Text provided
This God-centered refocusing of mission turns inside-out our obsession with mission plans, agendas, goals, strategies, and grand schemes.
We ask, "Where does God fit into the story of my life?" when the real question is, "Where does my little life fit into the great story of God's mission?"
We want to be driven by a purpose tailored for our individual lives, when we should be seeing the purpose of all life, including our own, wrapped up in the great mission of God for the whole of creation.
We wrestle to "make the Gospel relevant to the world." But God is about the mission of transforming the world to fit the shape of the Gospel.
We argue about what can legitimately be included in the mission God expects from the church, when we should ask what kind of church God expects for his mission in all its comprehensive fullness.
I may wonder what kind of misson God has for me, when I should ask what kind of me God wants for his mission.
We invite God's blessing on our human-centered mission strategies, but the only concept of mission into which God fits is the one of which he is the beginning and the end.
Most of all, we need to go back to the Cross and relearn its comprehensive glory. For if we persist in a narrow, individualistic view of the Cross as a personal exit stategy to heaven, we fall short of its biblical connection to the mission purpose of God for the whole of creation (Col. 1:20) and thereby lose the Cross-centerd core of holistic mission.

Collected material

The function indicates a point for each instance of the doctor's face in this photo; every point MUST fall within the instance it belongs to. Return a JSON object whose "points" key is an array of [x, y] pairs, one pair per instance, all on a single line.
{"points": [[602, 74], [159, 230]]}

Problems to work on
[1] Revise the passage on God's mission from "We invite God's" through "and the end.", replacing "blessing" with "approval".
[2] In the passage on God's mission, which Bible reference is cited for the Cross's connection to God's mission purpose for the whole of creation?
[3] Write the next part of the passage on God's mission.

Answers to the exercises
[1]
We invite God's approval on our human-centered mission strategies, but the only concept of mission into which God fits is the one of which he is the beginning and the end.

[2] Col. 1:20

[3]
It is vital that we see the Cross as central to every aspect of holistic, biblical mission--that is, of all we do in the name of the crucified and risen Jesus. It is a mistake, in my view, to think that while our evangelism must be centered on the Cross (as of course it has to be), our social engagement has some other theological foundation or justification.
The Cross must be as central to our social engagement as it is to our evangelism. There is no other power, no other resource, no other name through which we can offer the whole gospel to the whole person and the whole world than Jesus Christ crucified and risen.
(Taken from "An Upside-Down World" by Christopher J. H. Wright, Christianity Today January 2007, p. 45-46. All italics his)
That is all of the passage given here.